▸ **WORK TASK**
Copy each of the entries below faithfully, setting aside any pictures.

Collected data:
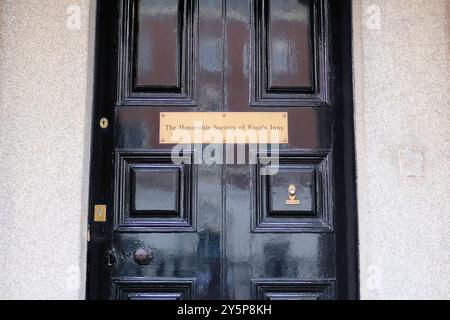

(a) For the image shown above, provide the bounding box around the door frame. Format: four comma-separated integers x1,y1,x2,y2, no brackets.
86,0,359,300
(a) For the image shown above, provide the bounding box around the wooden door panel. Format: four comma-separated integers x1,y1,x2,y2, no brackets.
266,0,313,90
254,153,333,232
253,280,335,300
118,0,197,105
112,279,196,300
114,152,195,232
253,0,330,106
135,0,182,89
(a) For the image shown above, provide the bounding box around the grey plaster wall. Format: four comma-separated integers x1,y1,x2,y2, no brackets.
353,0,450,299
0,0,95,299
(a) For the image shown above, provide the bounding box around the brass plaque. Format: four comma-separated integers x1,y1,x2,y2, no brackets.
94,205,107,223
160,112,288,144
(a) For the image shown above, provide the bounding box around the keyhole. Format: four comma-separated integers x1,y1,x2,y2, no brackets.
100,117,109,129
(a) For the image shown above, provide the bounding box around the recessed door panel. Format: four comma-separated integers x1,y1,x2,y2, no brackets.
253,0,330,106
112,279,196,300
267,0,313,90
268,167,316,215
255,153,333,233
135,0,181,89
115,152,195,232
118,0,196,105
131,165,181,215
253,280,335,300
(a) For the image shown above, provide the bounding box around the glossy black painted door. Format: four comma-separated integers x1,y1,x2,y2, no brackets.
87,0,358,300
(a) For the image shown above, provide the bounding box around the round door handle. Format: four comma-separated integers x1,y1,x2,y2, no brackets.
133,248,154,265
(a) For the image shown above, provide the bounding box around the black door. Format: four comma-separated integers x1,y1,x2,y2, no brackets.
87,0,358,300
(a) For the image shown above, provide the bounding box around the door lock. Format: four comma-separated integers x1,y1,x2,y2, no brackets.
99,117,109,129
106,250,117,267
94,205,107,222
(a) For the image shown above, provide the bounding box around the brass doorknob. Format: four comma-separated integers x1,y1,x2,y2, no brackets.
133,248,154,265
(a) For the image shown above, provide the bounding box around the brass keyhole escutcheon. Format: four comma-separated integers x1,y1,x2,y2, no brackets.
99,117,109,129
94,205,107,222
286,184,300,205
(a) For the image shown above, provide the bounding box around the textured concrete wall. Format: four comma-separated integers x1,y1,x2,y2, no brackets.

▸ **EXPECTED ANSWER**
(a) For the image shown above, provide the bounding box around the door frame. Format: four comma-separated integers x1,y1,x2,y2, no brackets.
86,0,359,300
(a) For the image shown above, provide the bounding box around the wooden door panel. Format: four comma-separated integers x1,y1,x2,y2, no brackets.
266,0,313,90
254,153,333,232
253,280,335,300
118,0,197,105
112,279,196,300
114,152,195,232
253,0,330,106
135,0,182,89
(a) For the image shown above, provide the bounding box around the grey plaster wall. Format: four comma-separated integers x1,y1,x2,y2, no brackets.
353,0,450,299
0,0,95,299
(a) For the image shown above, provide the bounding box around the brass plaque. Format: four comma-separated integers x1,y1,x2,y2, no brackets.
94,205,107,223
160,112,288,144
(a) For the image shown above, provide the bounding box around the keyhole. Format: four comma-separated integers x1,y1,x2,y2, no brackets.
100,117,109,129
(a) For the image shown above, provide the bounding box around the recessed door panel. Format: four comma-separated integers x1,y1,x2,y2, no brackets.
253,0,330,106
112,279,196,300
267,0,313,90
268,167,316,215
255,153,333,233
135,0,181,89
115,152,195,232
118,0,196,105
131,165,181,215
253,280,335,300
(a) For the image shown above, provide the bounding box around the glossy black painted door. Format: four comma-separated integers x1,y1,x2,y2, no brackets.
87,0,358,300
(a) For the image shown above, provide the bounding box around the round door handle. Format: four comma-separated integers x1,y1,x2,y2, no brackets.
133,248,154,265
(a) For the image shown above, provide the bounding box around the black door. Format: four comma-separated integers x1,y1,x2,y2, no brackets.
87,0,358,300
(a) For the image shown above, provide the bounding box around the door lock. Format: four comma-separated integers x1,y1,x2,y2, no brackets.
99,117,109,129
106,250,117,267
94,205,107,222
(a) For the image shown above, provide the bounding box around the brass doorknob. Format: four comma-separated integers x1,y1,x2,y2, no brackets.
133,248,154,265
(a) For the image shown above, provide the bounding box around the brass keyhole escutcheon. Format: four comma-separated integers x1,y1,x2,y2, no brackets.
99,117,109,129
94,205,107,222
286,184,300,205
(a) For the image shown above, provide the bounding box around the textured concrete wall. Format: four comma-separated integers x1,y1,x2,y2, no brackets.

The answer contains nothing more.